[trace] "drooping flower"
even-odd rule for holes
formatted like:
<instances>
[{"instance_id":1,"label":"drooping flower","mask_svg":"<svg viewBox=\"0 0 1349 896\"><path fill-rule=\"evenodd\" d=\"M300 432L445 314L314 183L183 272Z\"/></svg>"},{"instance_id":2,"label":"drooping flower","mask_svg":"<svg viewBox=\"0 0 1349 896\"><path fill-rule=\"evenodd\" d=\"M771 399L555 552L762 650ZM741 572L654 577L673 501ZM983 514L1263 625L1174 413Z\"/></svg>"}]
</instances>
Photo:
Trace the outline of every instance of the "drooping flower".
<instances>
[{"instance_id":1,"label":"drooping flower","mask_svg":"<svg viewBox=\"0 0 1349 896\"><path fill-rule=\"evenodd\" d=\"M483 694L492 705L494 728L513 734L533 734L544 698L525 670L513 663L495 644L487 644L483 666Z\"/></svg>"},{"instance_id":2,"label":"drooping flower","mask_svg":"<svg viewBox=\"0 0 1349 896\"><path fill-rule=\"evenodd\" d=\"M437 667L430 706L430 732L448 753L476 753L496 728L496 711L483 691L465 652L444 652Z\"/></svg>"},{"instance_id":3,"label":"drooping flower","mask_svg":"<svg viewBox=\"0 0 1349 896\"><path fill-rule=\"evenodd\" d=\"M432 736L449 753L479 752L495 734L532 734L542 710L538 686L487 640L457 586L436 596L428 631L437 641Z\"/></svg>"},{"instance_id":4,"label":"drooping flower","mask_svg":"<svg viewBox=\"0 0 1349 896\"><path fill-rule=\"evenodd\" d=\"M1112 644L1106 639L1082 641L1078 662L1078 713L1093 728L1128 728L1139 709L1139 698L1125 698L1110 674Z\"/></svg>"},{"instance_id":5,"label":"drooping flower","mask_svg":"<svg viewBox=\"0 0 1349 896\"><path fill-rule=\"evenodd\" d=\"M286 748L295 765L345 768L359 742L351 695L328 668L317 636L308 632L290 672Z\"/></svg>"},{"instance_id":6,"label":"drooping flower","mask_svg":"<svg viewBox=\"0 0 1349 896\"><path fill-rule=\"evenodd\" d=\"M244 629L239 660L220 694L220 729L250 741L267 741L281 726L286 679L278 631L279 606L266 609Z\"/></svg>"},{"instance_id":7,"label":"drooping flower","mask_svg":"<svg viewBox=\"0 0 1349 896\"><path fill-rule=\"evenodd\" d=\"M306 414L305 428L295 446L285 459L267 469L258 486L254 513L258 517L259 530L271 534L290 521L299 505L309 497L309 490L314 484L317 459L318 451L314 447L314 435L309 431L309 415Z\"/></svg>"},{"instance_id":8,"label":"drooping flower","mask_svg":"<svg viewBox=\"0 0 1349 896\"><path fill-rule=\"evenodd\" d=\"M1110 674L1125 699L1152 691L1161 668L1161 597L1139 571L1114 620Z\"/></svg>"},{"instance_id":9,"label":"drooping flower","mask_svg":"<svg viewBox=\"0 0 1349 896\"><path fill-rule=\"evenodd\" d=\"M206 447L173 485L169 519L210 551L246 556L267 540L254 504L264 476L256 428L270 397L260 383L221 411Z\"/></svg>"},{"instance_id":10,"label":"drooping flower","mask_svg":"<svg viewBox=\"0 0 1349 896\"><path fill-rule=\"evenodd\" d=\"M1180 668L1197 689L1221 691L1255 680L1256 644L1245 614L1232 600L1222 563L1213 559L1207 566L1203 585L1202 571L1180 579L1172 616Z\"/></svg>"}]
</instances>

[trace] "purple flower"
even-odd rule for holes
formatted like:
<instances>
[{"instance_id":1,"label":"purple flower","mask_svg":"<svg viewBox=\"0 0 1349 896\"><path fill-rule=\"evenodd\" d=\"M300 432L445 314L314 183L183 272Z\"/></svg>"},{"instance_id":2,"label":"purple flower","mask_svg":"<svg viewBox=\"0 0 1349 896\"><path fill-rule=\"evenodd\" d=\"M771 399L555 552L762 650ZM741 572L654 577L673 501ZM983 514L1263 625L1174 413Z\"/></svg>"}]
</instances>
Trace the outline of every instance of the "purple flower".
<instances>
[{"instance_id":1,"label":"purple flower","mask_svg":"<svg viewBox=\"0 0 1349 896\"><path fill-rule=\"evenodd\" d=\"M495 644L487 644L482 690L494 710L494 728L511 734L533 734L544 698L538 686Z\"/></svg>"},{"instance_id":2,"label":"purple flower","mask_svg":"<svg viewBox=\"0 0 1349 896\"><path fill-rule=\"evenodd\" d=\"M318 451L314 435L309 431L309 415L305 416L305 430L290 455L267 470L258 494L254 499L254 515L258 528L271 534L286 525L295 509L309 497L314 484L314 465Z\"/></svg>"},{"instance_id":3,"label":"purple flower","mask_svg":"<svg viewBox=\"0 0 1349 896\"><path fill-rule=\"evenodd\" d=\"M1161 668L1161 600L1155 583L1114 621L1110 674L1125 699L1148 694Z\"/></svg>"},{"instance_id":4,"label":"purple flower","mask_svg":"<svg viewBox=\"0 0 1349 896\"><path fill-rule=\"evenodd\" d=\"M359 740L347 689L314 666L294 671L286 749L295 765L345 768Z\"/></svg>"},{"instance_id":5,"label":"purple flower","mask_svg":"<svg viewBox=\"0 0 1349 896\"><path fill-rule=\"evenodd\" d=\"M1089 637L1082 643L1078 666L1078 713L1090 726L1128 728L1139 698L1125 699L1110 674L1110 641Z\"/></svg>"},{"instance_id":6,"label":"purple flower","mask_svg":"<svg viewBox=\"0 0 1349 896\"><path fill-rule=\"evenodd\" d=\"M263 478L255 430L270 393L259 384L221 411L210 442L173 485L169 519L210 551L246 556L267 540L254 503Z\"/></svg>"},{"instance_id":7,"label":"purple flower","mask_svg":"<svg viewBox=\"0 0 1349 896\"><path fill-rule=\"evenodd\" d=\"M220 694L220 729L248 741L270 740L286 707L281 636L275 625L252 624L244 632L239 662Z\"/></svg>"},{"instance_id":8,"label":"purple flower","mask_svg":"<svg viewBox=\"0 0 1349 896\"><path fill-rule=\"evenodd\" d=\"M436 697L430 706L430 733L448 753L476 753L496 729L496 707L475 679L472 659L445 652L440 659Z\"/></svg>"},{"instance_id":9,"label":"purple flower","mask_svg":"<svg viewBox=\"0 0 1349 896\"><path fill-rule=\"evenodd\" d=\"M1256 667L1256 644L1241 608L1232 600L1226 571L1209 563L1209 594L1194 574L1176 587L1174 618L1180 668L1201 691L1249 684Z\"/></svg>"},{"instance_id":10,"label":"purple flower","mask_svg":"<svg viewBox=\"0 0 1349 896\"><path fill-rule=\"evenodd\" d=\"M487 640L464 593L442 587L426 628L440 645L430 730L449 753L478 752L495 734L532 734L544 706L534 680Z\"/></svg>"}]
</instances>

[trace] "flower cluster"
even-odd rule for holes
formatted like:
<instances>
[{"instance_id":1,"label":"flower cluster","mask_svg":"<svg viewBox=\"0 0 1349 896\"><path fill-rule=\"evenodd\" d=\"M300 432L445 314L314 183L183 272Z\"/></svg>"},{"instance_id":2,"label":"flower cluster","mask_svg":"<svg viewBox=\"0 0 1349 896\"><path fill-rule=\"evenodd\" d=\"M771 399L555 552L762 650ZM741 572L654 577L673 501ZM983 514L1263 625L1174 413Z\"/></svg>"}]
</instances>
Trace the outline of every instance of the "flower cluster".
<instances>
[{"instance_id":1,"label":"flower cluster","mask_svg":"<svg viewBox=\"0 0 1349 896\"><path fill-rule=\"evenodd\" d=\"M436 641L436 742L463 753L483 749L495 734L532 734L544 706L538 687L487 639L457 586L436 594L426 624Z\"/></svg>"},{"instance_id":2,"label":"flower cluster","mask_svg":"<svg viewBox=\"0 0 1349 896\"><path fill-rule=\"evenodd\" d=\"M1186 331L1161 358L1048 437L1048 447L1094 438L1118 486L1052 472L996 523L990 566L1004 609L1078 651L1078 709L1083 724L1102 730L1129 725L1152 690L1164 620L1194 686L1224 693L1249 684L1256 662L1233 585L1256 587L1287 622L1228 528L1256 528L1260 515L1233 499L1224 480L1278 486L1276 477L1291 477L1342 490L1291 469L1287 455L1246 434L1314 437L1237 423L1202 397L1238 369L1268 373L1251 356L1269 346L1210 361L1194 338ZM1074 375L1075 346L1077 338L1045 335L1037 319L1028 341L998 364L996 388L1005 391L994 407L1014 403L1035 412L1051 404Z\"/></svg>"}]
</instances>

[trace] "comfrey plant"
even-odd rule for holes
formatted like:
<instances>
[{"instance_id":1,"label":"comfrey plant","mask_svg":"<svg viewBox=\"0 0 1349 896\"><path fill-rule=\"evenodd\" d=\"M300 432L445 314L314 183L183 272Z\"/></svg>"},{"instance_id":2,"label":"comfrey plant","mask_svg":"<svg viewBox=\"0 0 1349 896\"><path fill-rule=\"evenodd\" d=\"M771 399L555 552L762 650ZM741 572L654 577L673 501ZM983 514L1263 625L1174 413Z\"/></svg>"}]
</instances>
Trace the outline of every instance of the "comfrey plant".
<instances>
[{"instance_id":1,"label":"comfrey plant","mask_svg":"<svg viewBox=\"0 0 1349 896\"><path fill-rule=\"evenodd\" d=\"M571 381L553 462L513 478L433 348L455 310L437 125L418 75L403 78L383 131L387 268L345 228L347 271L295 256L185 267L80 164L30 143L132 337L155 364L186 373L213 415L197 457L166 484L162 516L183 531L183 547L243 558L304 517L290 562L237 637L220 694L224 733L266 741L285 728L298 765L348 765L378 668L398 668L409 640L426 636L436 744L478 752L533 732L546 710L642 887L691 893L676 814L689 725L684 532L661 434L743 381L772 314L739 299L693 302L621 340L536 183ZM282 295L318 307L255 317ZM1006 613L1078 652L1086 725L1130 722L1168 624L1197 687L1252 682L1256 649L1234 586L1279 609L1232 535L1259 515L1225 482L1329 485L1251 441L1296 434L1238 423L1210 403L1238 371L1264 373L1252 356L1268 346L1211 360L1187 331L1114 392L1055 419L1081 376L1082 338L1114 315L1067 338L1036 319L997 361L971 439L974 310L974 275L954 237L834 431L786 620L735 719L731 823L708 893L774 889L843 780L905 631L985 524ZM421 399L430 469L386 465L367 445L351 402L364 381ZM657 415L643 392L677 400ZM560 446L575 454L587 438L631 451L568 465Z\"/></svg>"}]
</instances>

===

PROBLEM TO SOLVE.
Pick out each of the lines above that contains the word "comfrey" and copy it. Matching is case-sensitive.

SOLUTION TO THE PROBLEM.
[trace] "comfrey plant"
[{"instance_id":1,"label":"comfrey plant","mask_svg":"<svg viewBox=\"0 0 1349 896\"><path fill-rule=\"evenodd\" d=\"M300 432L445 314L314 183L183 272Z\"/></svg>"},{"instance_id":2,"label":"comfrey plant","mask_svg":"<svg viewBox=\"0 0 1349 896\"><path fill-rule=\"evenodd\" d=\"M771 399L555 552L762 650ZM741 572L654 577L673 501ZM983 514L1263 625L1174 413Z\"/></svg>"}]
Trace the outline of every instance of the "comfrey plant".
[{"instance_id":1,"label":"comfrey plant","mask_svg":"<svg viewBox=\"0 0 1349 896\"><path fill-rule=\"evenodd\" d=\"M571 381L553 462L513 478L433 348L455 310L437 125L418 75L403 78L383 131L387 268L345 228L347 271L295 256L185 267L80 164L30 143L132 337L155 364L186 373L213 415L197 457L166 484L162 516L183 531L183 547L243 558L304 517L290 562L237 637L220 694L224 733L266 741L285 728L298 765L348 765L378 668L398 668L409 640L426 636L436 744L478 752L533 732L546 710L642 887L691 893L676 814L689 725L684 532L661 434L743 381L772 314L739 299L693 302L621 340L536 183ZM282 295L318 307L255 317ZM1006 613L1078 652L1086 725L1130 722L1168 624L1197 687L1252 682L1256 649L1234 586L1279 609L1232 535L1259 515L1225 482L1329 485L1251 441L1296 434L1238 423L1210 403L1238 371L1264 373L1252 356L1268 346L1211 360L1187 331L1114 392L1055 419L1081 376L1082 338L1114 315L1067 338L1036 319L997 361L971 439L974 310L974 275L954 237L834 431L786 620L735 719L731 823L708 893L774 889L843 780L905 631L985 524ZM421 399L430 469L386 465L367 445L351 402L364 381ZM657 415L643 392L677 400ZM560 446L575 454L587 438L631 451L568 465Z\"/></svg>"}]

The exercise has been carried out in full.